Directions for this task - Of all the entries below, retype only the lines from the one with "point(924, 681)" through the one with "Target: quarter coin", exactly as they appear.

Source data
::::::
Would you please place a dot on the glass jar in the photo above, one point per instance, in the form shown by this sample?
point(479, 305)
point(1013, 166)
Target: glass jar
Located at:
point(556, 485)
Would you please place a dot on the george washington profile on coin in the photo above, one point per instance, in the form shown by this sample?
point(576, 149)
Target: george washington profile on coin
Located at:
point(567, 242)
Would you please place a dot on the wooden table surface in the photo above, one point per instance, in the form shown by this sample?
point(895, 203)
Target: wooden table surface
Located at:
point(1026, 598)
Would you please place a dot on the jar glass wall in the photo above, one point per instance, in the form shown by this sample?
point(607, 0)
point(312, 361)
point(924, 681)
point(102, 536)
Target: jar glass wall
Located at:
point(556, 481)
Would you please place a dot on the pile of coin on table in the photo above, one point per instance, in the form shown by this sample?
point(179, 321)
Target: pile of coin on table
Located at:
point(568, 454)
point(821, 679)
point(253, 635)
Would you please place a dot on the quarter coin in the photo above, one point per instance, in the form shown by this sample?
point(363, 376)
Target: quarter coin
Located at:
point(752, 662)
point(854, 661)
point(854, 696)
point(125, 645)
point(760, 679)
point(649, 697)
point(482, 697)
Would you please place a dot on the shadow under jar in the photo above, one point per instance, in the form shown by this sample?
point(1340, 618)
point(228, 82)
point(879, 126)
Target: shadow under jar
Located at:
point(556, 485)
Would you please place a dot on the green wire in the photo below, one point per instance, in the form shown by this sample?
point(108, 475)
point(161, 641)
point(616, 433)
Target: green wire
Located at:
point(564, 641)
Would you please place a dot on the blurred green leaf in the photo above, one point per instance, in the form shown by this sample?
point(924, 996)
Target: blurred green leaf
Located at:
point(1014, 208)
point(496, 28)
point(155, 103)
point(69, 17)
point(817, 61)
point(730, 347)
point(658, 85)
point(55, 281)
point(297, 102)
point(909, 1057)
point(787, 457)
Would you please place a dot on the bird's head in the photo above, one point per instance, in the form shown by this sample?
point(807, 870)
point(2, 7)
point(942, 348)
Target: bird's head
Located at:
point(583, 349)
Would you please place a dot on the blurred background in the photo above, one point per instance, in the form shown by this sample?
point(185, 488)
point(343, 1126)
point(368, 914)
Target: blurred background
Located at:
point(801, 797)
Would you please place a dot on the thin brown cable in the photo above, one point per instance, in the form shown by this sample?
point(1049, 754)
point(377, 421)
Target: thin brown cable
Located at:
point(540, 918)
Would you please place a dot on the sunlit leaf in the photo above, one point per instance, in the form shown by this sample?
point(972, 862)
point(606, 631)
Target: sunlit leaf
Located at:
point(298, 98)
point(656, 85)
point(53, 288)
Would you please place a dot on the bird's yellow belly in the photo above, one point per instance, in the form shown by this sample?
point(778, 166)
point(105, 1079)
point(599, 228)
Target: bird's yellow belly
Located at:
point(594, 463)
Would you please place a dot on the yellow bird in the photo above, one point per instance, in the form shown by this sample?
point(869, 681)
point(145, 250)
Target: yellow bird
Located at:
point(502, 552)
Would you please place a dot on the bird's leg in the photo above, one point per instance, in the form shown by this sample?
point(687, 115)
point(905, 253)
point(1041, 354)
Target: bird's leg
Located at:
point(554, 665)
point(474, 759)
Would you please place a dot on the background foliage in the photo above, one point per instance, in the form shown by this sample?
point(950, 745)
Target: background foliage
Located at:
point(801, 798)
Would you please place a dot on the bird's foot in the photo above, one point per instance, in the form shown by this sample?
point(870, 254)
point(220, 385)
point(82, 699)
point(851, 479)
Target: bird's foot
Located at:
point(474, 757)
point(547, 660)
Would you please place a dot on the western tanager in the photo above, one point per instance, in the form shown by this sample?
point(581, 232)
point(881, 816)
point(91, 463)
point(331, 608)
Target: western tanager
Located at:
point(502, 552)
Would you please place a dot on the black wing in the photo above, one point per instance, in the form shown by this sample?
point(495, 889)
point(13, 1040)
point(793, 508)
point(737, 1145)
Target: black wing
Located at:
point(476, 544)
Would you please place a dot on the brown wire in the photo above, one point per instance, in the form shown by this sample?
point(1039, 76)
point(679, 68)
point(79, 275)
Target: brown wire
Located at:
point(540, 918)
::::::
Task result -
point(924, 681)
point(102, 536)
Target: jar glass wall
Located at:
point(556, 481)
Would you please place a dot on the pile of coin on table in the photo above, one point per instance, in the form shown by this sample?
point(179, 321)
Target: pile of coin on table
Located at:
point(568, 454)
point(821, 679)
point(253, 635)
Would you please place a dot on the quarter coin in the photo above, one point per instance, in the form shown by this sample?
point(363, 376)
Target: quarter coin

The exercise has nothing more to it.